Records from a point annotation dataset
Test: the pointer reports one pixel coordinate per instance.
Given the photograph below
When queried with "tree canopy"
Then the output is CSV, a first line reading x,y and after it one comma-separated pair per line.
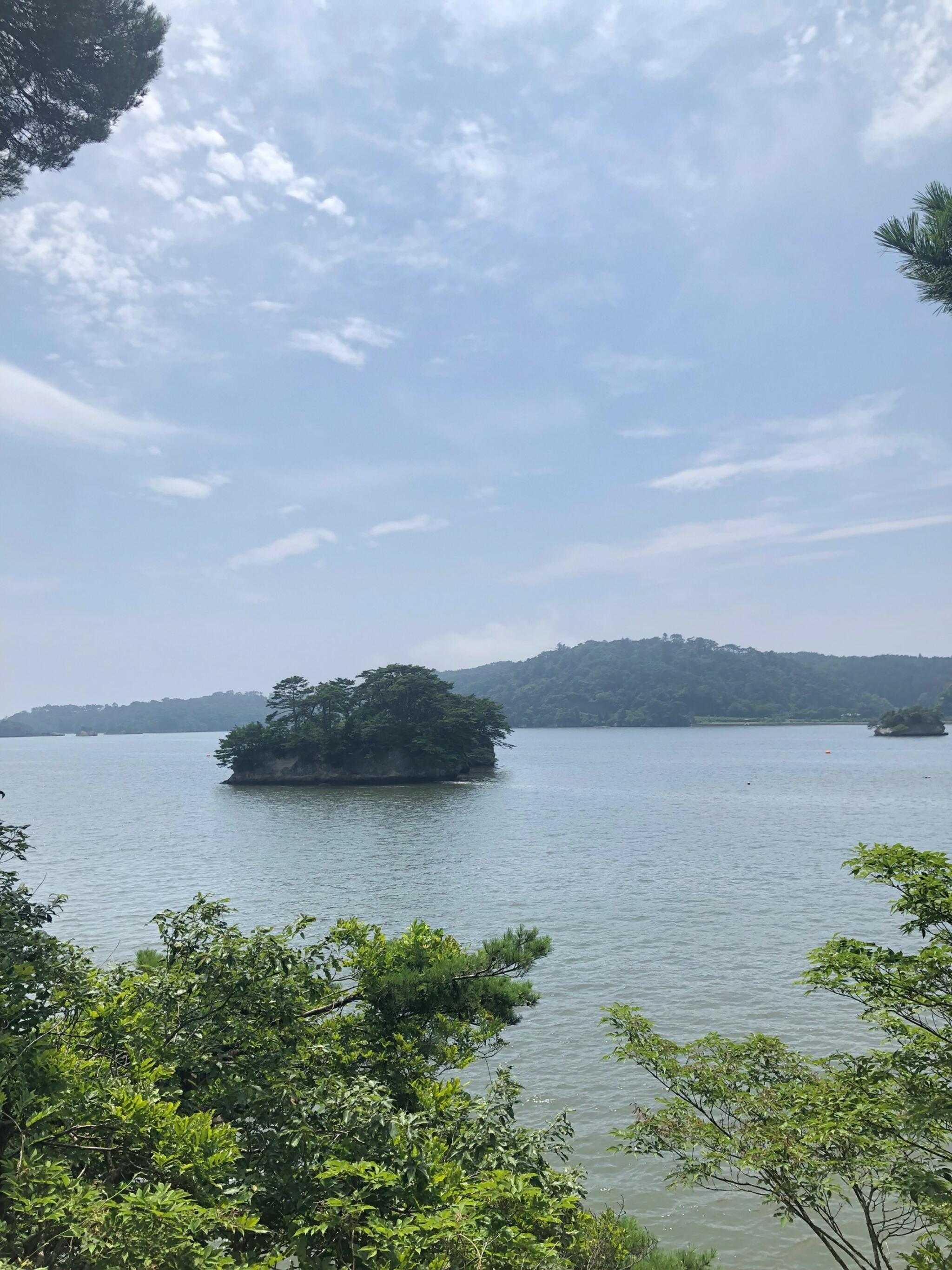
x,y
68,70
395,708
857,1147
239,1099
923,239
912,720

> **WORK TO DO**
Lay out every line of the items above as a Markdown table with the columns "Row" and "Line", where Row numbers each line and blank lines are left out. Omit the pictures.

> **WORKED ANSWER**
| Row | Line |
|---|---|
| 1 | Test: the pointer reports one pixel coordinate per instance. |
| 2 | Given the photograph below |
| 3 | When queried with "tree canopy" |
| 4 | Then the output is CSV, a first line reading x,y and after it one comma-separated pair per line. |
| 5 | x,y |
| 6 | 68,70 |
| 7 | 395,708 |
| 8 | 857,1147 |
| 9 | 239,1099 |
| 10 | 923,239 |
| 11 | 912,720 |